PASSAGE GIVEN:
start

The Great War’s Forgotten Monuments
Mark Levitch wants you to take a good, hard look around your home town. Is there a small, rusty plaque in an alleyway downtown? A chipped, decaying statue perched in an out-of-the-way square? Chances are, they just might be forgotten relics of World War I.
Levitch runs the World War I Memorial Inventory Project. At a time when our memory of war is faded and patchy, he’s trying to find the many memorials he believes may be hiding in plain sight in towns across the nation. He admits that they are often far less eye-catching than hometown memorials for WWII, vets, for example, and are more likely to be in some forgotten corner of a local park than on the National Mall.
But what they don’t have in style, World War I memorials make up in numbers. Levitch estimates there are around 10,000 World War I memorials hidden across the United States. It’s a number that Levitch says eclipses even monuments to World War II, and reminds us just how important the war was at the time. So far, he’s only found about 2,000 still in place.
On a recent trip to Emmetsville, Maryland with our producer Andrew Parsons, Levitch stood under one memorial relegated to the edge of town. It’s a fighting doughboy designed by sculptor E.M. Viquesney, one of many he produced in the 1920s. As Levitch took it in, he was was quick to point out that the statue’s perplexing aesthetic might be a reason why they’re so easily forgettable.
It’s hard to make sense of. You give it a quick glance, and you go oh, yeah, that’s a doughboy. That’s World War I, I get it. But then you sort of look a little more carefully, and it’s like– OK, it’s World War, I see that. But why on earth would somebody in World War I be fighting like that? It’s like, I’ve got the sword– the bayonet, and the rifle, and the grenade, but then the pose itself is awkward.

end

Extracted data entries:
start

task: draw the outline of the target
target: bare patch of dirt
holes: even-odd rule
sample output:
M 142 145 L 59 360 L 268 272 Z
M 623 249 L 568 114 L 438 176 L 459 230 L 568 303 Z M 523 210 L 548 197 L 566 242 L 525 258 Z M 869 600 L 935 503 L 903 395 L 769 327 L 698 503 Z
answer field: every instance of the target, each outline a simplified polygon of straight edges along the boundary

end
start

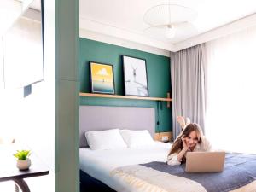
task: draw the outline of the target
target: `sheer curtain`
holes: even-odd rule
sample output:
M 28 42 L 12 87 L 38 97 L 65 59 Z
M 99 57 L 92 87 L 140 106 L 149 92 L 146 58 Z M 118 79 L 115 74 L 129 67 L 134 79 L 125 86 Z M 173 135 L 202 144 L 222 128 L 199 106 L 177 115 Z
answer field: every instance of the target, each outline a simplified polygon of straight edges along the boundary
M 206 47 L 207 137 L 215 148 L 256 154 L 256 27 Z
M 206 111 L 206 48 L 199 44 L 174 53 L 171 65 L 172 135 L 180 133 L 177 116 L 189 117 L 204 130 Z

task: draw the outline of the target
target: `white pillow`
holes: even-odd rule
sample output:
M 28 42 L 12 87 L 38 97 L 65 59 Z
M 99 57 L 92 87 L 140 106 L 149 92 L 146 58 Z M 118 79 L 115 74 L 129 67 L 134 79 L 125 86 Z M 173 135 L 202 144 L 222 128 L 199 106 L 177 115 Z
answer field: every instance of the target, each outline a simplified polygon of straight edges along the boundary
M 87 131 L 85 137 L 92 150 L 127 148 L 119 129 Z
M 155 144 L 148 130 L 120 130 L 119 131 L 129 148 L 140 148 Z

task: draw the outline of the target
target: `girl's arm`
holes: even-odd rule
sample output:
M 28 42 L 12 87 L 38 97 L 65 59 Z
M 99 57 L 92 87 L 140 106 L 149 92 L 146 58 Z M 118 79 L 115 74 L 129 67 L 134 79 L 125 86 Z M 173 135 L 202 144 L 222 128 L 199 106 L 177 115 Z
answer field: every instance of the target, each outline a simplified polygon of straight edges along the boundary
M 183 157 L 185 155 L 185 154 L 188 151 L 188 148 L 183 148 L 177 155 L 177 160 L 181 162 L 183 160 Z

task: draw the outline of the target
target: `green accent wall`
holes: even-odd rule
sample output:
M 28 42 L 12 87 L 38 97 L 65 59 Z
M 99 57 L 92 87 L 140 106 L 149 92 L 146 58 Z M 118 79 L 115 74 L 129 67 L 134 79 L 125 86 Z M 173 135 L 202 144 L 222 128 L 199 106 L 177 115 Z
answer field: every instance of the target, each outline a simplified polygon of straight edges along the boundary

end

AIM 1: According to the article, about how many World War I memorials has Levitch found still in place so far?
AIM 2: Reproduce the article's stretch from "Levitch runs the" through "the National Mall.".
The extracted data entries are separate material, unrelated to the article.

PROBLEM SOLUTION 1: About 2,000.

PROBLEM SOLUTION 2:
Levitch runs the World War I Memorial Inventory Project. At a time when our memory of war is faded and patchy, he’s trying to find the many memorials he believes may be hiding in plain sight in towns across the nation. He admits that they are often far less eye-catching than hometown memorials for WWII, vets, for example, and are more likely to be in some forgotten corner of a local park than on the National Mall.